_Task prompt_:
Could you print all the entries exactly?

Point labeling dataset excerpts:
-- start --

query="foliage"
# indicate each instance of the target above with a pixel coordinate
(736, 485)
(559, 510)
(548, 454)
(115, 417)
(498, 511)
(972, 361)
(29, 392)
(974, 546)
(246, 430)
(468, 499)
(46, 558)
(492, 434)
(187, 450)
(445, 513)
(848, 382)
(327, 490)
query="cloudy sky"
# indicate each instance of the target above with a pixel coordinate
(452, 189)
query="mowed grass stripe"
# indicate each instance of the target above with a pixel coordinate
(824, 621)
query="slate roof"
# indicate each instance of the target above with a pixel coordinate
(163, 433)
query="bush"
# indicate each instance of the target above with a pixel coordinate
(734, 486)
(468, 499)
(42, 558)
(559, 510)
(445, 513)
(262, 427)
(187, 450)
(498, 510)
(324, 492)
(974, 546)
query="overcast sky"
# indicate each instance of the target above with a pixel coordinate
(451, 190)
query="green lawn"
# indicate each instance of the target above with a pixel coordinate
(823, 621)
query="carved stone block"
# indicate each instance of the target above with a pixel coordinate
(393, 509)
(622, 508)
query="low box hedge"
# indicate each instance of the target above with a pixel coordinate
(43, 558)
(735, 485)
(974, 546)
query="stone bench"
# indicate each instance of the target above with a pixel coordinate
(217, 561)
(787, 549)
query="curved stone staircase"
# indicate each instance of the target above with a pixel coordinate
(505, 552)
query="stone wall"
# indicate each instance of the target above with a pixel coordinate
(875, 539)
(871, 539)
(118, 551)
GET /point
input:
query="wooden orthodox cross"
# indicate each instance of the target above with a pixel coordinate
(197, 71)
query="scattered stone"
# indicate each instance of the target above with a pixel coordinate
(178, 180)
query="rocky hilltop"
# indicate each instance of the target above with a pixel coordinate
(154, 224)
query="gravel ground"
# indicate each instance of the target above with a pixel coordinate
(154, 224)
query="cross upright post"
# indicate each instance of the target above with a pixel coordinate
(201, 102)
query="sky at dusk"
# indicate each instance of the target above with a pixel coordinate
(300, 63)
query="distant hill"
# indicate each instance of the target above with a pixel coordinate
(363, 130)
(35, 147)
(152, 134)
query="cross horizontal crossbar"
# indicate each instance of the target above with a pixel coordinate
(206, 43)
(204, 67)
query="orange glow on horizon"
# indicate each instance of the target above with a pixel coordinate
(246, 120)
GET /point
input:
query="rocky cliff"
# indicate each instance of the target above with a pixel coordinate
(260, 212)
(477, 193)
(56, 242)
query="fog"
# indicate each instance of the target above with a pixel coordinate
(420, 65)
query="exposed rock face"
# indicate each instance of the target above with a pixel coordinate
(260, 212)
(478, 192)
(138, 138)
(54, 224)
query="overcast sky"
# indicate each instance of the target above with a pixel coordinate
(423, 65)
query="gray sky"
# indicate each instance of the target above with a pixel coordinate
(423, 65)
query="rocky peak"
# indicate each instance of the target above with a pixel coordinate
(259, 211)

-- end --

_Answer to the task_:
query="foliage"
# indicate each instance of the target above with a pixel coordinate
(736, 485)
(559, 510)
(548, 454)
(115, 417)
(498, 511)
(972, 361)
(29, 392)
(974, 546)
(246, 430)
(468, 499)
(46, 558)
(492, 434)
(187, 450)
(445, 513)
(848, 382)
(327, 490)
query="cloudy sky"
# indicate each instance of the target above with a pixel coordinate
(452, 189)
query="mowed grass stripe"
# indicate each instance of the target above with a pixel coordinate
(824, 621)
query="slate roof"
# indicate each instance of the target above with a pixel coordinate
(163, 433)
query="bush"
# indicate each instance of the target above with a pixel coordinate
(734, 486)
(468, 499)
(42, 558)
(559, 510)
(445, 513)
(262, 427)
(187, 450)
(498, 510)
(324, 492)
(974, 546)
query="overcast sky"
# indicate each instance of the target above with a pixel coordinate
(451, 190)
query="green lawn"
# indicate each instance of the target above with a pixel coordinate
(823, 621)
query="carved stone block"
# indicate each instance of the target above with a pixel coordinate
(393, 509)
(622, 508)
query="low box hedge"
# indicate each instance of the target above with a pixel coordinate
(43, 558)
(735, 485)
(974, 546)
query="stone bench"
# indicate each instance of the target above with a pixel coordinate
(217, 561)
(787, 549)
query="curved stone staircase"
# indicate each instance of the target above with a pixel coordinate
(505, 552)
query="stone wall"
# indicate each instance of the target above with a pixel coordinate
(875, 539)
(871, 539)
(118, 551)
GET /point
input:
query="wooden orthodox cross"
# indicate each instance of the target above with a pixel coordinate
(197, 71)
query="scattered stone"
# indicate each instance of the target above with a pixel coordinate
(178, 180)
query="rocky hilltop"
# indicate each instance of the target above with a pixel coordinate
(154, 224)
query="gravel ground"
# indicate each instance of the target above with a pixel coordinate
(154, 224)
query="cross upright post"
# indicate each instance of the target above with a pixel coordinate
(201, 102)
query="sky at dusk"
# indicate each instance of the target above with a pixel coordinate
(300, 63)
query="distant hill"
# indicate each instance of the target above with a pixel coordinate
(363, 130)
(35, 147)
(152, 134)
query="cross horizontal crossbar"
# indicate each instance of the target above with a pixel coordinate
(206, 43)
(204, 67)
query="orange glow on horizon"
# indicate each instance of the target above with a pixel coordinate
(246, 120)
GET /point
input:
query="rocky cliff"
# indicate each instance of the target above with a pixel coordinate
(260, 212)
(477, 193)
(56, 242)
query="fog"
# indicate each instance of the target above with a pixel coordinate
(420, 65)
query="exposed rock face"
# indicate each instance of the target above with a pixel coordinate
(260, 212)
(478, 192)
(138, 138)
(54, 224)
query="overcast sky"
# indicate each instance of the target above with a pixel coordinate
(423, 65)
query="gray sky"
# indicate each instance of the target above with a pixel coordinate
(423, 65)
query="rocky peak"
# indicate each instance of the target above with a pixel coordinate
(259, 211)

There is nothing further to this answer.